## Ejercicio A:
Resume el texto en dos oraciones.
## Ejercicio B:
Copia del texto el fragmento que va de "Saben más de" a "problema es bendición).", ambos incluidos.

## Fragmento del texto:

#####



            Todo lo que hacemos en nuestras vidas se hace en compañía, aunque sea pasiva, de nuestro teléfono móvil. Y todo ello queda registrado o fiscalizado, que es peor. El mío, el cotilla, me lo dice todos los meses. Imagino que al resto de usuarios les sucederá de idéntica manera. Algunos lo verán como una función más, otros lo verán como algo divertido, funcional o necesario para el recuerdo, la nostalgia o la memoria, sin embargo yo lo veo como algo muy peligroso. No soy de caer en conspiraciones de diversa índole, en las cuales el MI6, el Mossad o el Servicio de Inteligencia marroquí  sepan cual es la cafetería donde desayuno mi café con leche y mi tostada con aceite de oliva virgen extra y acudan allá para aniquilarme. Ni soy tan importante ni lo quiero ser. Pero sí que soy importante (o al menos debo serlo) para esas empresas aquejadas de la enfermedad del gigantismo que con sus drones suicidas de publicidad atacarán el núcleo duro de mis deseos más inmediatos.

            Saben más de nuestros gustos que nosotros mismos. Si consultas una página web donde un tipo habla largo y tendido sobre la marca de ropa interior usada por, pongamos, Brad Pitt, el bombardeo de esa marca va a ser peor que todos los bombardeos de los alemanes (y los usanos en Japón) en la Segunda Gran Guerra; si en lugar de esa página consulto el precio de un colchón hinchable para ir de camping en el puente de mayo a la Sierra de Gredos, hasta la bomba (otra bomba) con la que se infla aparecerá de fondo de pantalla en tu aparatito; y, lo peor o más inquietante, si en la cafetería vigilada las veinticuatro horas hablas con algún desconocido de «Ejecutoria», el último libro de Enrique García-Máiquez, pues tienes a García-Máiquez hasta en el cuenco del gazpacho (aunque esto más que problema es bendición).

            Ni que decir tiene que gracias al pago con tarjeta, bizum o cualquier otro medio electrónico de desembolso, esos enfermos de gigantismo saben lo que consumes, su precio, por supuesto, y si eres espléndido o un tacaño recalcitrante imposibilitado de invitar al café a los compañeros de trabajo o a ese buen hombre con el que has intercambiado unas palabras sobre «Ejecutoria». Como saben todo de nosotros, también son conocedores de nuestras vulnerabilidades, nuestros puntos débiles, nuestros flancos desguarnecidos y los aprovechan para el ataque. Pero el ataque no es un bombardeo, ni una carga de fusilería o un asalto a bayonetazos, es una forma de agresión sutil, psicológica, subliminal y con ella consiguen variar o, mejor dicho, orientar nuestros deseos de consumo, luego trocados en necesidades, hacia los productos que ellos venden, las ideas que ellos profesan (y por lo tanto, venden) y los modos de actuar en sociedad que a ellos les interesan. A todo esto nos exponen en un fuego cruzado mediático imposible de esquivar.

#####

## Datos sin procesar:

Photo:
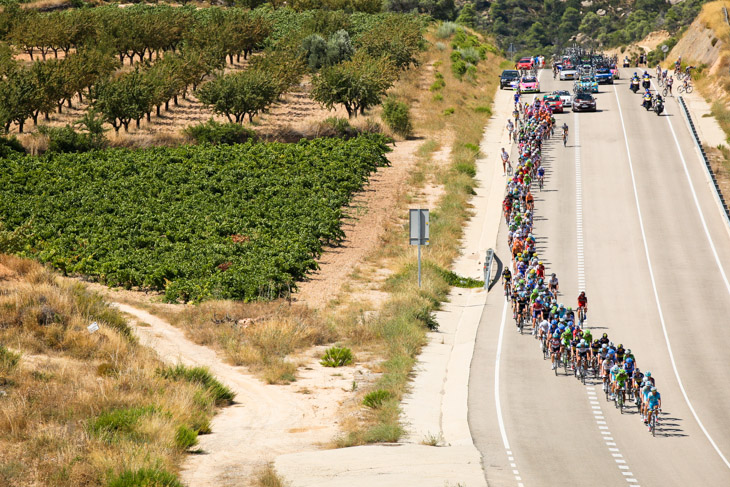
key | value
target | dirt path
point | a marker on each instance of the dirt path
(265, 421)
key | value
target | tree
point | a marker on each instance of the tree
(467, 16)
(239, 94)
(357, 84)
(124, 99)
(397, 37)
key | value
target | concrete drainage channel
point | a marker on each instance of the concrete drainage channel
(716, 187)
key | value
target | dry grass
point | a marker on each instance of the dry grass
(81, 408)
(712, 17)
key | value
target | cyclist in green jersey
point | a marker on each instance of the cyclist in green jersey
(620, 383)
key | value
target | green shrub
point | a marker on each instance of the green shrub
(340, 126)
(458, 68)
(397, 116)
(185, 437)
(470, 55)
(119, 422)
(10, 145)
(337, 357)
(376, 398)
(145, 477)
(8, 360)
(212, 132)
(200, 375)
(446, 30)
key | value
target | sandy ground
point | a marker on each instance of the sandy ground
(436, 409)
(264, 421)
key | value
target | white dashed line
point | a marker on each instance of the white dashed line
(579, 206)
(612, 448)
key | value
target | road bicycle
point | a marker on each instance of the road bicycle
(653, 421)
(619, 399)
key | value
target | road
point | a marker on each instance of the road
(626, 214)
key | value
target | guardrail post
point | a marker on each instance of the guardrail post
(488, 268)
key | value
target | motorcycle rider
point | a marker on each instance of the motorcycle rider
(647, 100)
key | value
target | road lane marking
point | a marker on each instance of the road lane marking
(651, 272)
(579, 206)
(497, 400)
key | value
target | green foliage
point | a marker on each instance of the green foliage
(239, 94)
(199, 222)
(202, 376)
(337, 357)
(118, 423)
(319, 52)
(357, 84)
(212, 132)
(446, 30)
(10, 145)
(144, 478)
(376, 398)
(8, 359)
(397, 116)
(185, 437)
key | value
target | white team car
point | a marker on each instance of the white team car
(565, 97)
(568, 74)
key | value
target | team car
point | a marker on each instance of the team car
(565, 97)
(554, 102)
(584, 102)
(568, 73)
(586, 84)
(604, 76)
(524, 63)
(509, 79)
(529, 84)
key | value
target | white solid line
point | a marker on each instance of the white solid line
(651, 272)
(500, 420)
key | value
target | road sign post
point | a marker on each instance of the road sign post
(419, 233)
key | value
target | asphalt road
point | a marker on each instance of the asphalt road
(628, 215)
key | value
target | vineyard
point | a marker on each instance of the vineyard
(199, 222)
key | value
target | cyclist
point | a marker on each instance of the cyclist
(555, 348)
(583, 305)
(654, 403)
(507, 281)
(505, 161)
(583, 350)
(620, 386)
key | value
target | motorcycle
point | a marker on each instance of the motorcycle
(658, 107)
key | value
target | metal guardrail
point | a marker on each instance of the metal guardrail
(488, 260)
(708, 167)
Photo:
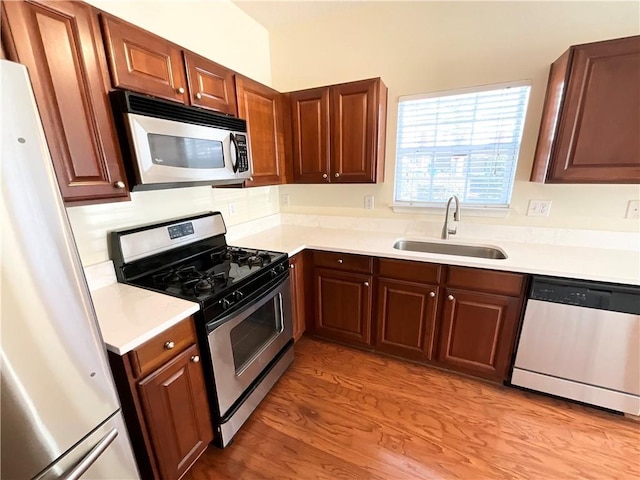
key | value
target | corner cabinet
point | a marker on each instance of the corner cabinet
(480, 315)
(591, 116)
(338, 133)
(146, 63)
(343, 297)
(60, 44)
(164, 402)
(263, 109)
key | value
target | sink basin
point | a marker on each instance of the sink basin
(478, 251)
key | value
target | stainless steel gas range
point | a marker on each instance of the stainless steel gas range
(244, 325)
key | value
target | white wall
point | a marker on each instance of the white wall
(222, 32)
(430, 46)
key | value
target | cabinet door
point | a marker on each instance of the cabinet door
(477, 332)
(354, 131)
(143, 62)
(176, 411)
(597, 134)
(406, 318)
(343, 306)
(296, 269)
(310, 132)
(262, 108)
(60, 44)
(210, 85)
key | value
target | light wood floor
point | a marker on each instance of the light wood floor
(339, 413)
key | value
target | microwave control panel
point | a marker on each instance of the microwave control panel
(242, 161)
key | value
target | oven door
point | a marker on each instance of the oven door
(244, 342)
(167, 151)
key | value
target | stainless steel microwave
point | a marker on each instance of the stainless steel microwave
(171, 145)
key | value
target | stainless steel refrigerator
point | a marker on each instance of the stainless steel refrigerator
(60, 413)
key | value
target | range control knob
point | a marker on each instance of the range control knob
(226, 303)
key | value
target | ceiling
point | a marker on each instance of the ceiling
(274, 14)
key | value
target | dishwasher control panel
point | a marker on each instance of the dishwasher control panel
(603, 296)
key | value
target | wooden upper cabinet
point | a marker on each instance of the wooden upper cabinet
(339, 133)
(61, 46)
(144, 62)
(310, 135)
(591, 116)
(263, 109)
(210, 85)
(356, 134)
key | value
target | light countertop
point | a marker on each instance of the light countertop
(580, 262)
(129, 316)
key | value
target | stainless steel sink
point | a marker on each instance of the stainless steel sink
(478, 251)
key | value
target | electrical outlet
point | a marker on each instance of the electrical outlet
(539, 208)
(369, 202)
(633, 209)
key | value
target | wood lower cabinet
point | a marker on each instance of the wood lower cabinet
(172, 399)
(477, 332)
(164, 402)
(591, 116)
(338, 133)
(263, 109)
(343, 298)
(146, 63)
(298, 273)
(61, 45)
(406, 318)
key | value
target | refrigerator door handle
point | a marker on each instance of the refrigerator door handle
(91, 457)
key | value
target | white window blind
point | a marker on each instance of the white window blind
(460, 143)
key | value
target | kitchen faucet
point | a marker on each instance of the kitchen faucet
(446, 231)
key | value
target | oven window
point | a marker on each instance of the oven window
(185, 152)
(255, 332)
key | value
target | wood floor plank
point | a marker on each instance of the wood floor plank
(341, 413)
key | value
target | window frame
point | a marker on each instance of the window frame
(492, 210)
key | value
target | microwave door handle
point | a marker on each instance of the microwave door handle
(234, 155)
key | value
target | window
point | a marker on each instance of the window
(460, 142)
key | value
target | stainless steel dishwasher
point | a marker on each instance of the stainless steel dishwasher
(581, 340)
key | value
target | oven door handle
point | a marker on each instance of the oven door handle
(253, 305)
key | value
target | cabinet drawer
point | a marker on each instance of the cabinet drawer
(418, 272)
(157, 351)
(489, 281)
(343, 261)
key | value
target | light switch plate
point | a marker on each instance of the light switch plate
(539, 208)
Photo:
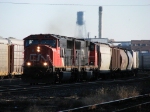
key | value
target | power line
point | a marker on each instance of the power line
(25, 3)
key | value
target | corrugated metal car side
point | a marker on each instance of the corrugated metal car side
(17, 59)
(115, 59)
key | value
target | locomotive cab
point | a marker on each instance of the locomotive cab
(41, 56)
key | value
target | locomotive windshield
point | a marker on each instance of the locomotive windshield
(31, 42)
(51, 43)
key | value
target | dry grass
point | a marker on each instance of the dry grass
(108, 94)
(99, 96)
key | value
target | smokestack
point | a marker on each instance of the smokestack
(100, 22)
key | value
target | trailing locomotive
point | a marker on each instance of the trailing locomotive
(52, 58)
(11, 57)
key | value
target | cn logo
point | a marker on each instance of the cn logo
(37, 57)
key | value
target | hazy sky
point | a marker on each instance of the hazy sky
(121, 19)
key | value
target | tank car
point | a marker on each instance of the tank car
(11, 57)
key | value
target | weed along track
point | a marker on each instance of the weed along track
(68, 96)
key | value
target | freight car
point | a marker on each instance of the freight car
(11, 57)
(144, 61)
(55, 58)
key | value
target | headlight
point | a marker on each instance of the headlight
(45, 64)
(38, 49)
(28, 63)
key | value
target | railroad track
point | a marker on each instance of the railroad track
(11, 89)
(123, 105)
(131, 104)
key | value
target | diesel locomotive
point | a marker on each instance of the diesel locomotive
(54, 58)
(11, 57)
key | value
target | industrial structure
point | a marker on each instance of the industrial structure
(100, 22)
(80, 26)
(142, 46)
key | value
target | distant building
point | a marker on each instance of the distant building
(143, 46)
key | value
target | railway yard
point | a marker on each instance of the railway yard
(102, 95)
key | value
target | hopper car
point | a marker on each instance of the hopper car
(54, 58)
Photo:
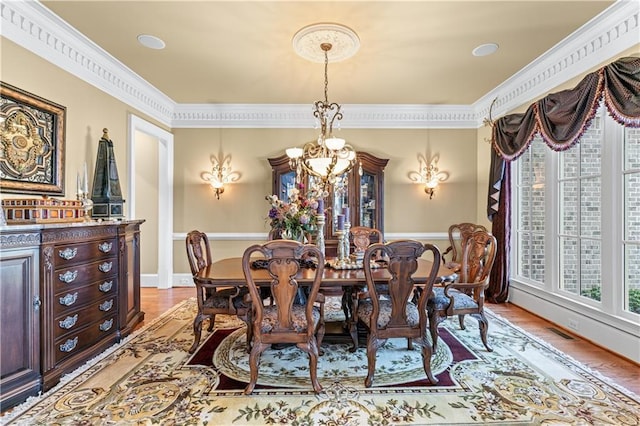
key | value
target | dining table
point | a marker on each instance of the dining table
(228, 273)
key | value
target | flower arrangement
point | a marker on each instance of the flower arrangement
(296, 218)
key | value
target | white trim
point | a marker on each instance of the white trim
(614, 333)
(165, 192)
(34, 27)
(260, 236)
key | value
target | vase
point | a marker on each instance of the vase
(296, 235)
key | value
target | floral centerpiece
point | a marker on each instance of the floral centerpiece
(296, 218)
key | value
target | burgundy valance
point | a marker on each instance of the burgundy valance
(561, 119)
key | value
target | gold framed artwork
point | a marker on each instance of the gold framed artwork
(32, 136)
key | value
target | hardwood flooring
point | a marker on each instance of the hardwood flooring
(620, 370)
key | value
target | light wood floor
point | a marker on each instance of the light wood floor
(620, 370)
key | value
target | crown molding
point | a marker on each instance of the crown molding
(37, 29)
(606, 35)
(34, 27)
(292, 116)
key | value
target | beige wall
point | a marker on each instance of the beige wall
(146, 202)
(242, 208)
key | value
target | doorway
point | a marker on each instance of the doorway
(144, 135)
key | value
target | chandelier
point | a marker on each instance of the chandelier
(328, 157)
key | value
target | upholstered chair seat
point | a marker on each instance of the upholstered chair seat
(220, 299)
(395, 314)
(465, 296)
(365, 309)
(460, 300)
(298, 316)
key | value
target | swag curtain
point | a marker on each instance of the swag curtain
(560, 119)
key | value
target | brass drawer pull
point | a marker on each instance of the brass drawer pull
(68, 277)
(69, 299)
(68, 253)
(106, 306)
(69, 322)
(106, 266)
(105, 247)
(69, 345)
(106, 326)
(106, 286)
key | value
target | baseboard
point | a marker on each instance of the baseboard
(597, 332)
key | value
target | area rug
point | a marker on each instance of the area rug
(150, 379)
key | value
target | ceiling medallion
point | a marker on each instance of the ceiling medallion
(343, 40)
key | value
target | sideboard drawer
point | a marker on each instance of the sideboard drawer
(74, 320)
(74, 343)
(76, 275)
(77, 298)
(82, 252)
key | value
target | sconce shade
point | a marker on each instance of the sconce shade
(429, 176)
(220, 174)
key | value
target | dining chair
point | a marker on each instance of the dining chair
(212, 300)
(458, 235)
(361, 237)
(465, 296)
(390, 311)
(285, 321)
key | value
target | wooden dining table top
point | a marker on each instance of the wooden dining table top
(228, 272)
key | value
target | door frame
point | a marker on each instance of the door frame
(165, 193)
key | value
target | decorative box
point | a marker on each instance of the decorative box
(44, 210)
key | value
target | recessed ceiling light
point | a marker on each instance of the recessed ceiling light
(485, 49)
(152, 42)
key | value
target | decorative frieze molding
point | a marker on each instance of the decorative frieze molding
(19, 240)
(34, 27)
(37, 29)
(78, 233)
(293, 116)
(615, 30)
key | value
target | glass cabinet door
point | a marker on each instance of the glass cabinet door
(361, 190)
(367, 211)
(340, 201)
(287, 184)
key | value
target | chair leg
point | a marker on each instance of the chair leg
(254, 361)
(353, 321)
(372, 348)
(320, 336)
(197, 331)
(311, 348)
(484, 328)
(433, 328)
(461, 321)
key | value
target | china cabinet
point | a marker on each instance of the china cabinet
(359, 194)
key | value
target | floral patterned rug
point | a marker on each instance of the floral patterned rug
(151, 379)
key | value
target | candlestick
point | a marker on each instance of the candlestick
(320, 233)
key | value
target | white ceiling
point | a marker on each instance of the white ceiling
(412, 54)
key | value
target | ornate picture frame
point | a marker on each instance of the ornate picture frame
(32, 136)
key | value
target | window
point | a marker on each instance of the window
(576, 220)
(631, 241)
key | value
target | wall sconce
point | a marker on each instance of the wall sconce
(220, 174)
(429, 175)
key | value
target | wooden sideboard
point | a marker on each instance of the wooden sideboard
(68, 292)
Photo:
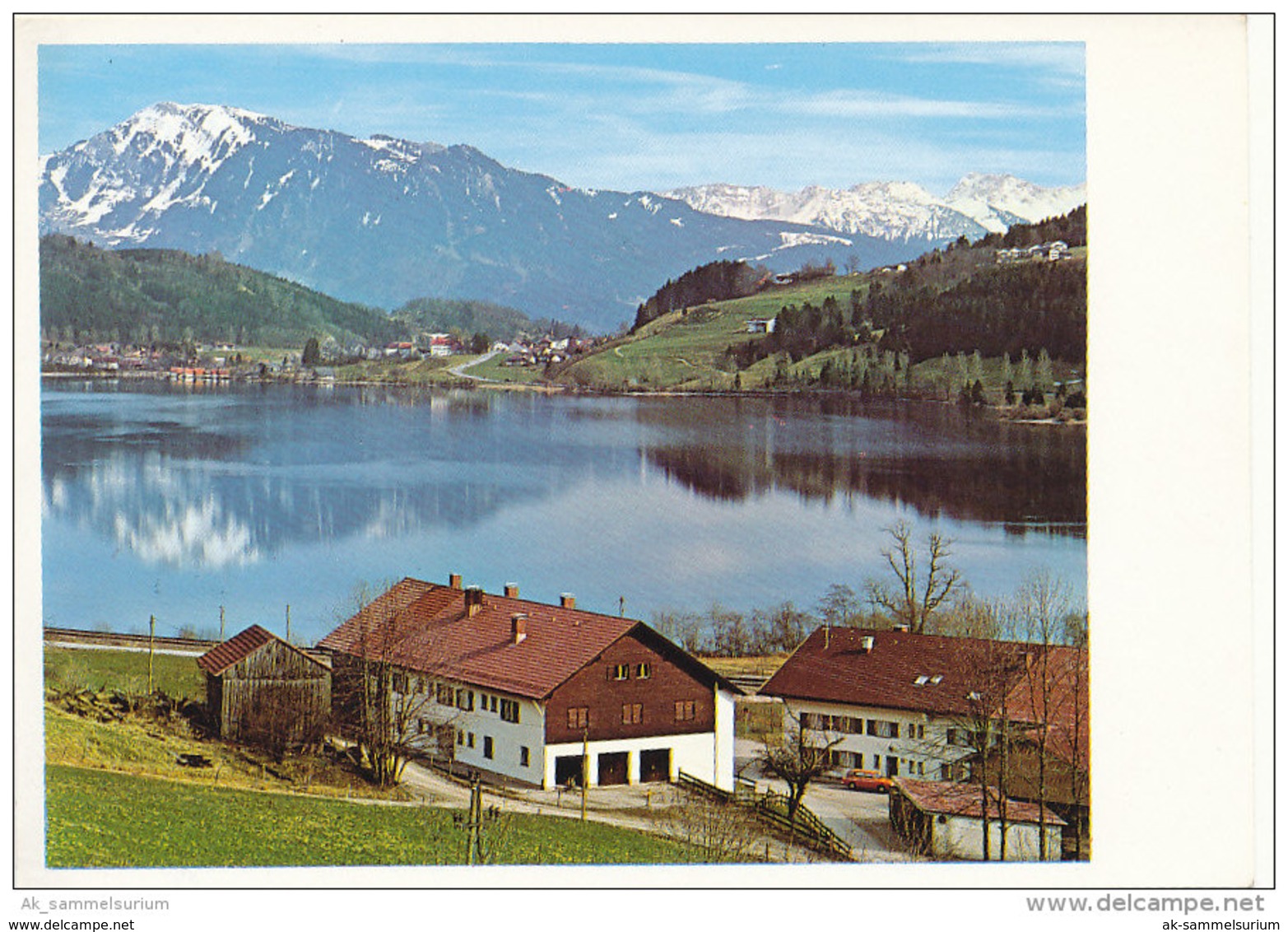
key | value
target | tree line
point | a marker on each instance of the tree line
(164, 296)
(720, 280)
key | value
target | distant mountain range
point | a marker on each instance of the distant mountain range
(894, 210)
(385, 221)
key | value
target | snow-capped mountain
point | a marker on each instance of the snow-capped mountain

#####

## Resultado A:
El teléfono móvil acompaña y registra todo lo que hacemos, y las grandes empresas, que saben más de nuestros gustos que nosotros mismos, nos bombardean con publicidad según lo que consultamos o hablamos. Gracias a los pagos electrónicos conocen también lo que consumimos y nuestras vulnerabilidades, y con una agresión sutil y psicológica orientan nuestros deseos hacia sus productos, sus ideas y los modos de actuar que les interesan.

## Resultado B:
Saben más de nuestros gustos que nosotros mismos. Si consultas una página web donde un tipo habla largo y tendido sobre la marca de ropa interior usada por, pongamos, Brad Pitt, el bombardeo de esa marca va a ser peor que todos los bombardeos de los alemanes (y los usanos en Japón) en la Segunda Gran Guerra; si en lugar de esa página consulto el precio de un colchón hinchable para ir de camping en el puente de mayo a la Sierra de Gredos, hasta la bomba (otra bomba) con la que se infla aparecerá de fondo de pantalla en tu aparatito; y, lo peor o más inquietante, si en la cafetería vigilada las veinticuatro horas hablas con algún desconocido de «Ejecutoria», el último libro de Enrique García-Máiquez, pues tienes a García-Máiquez hasta en el cuenco del gazpacho (aunque esto más que problema es bendición).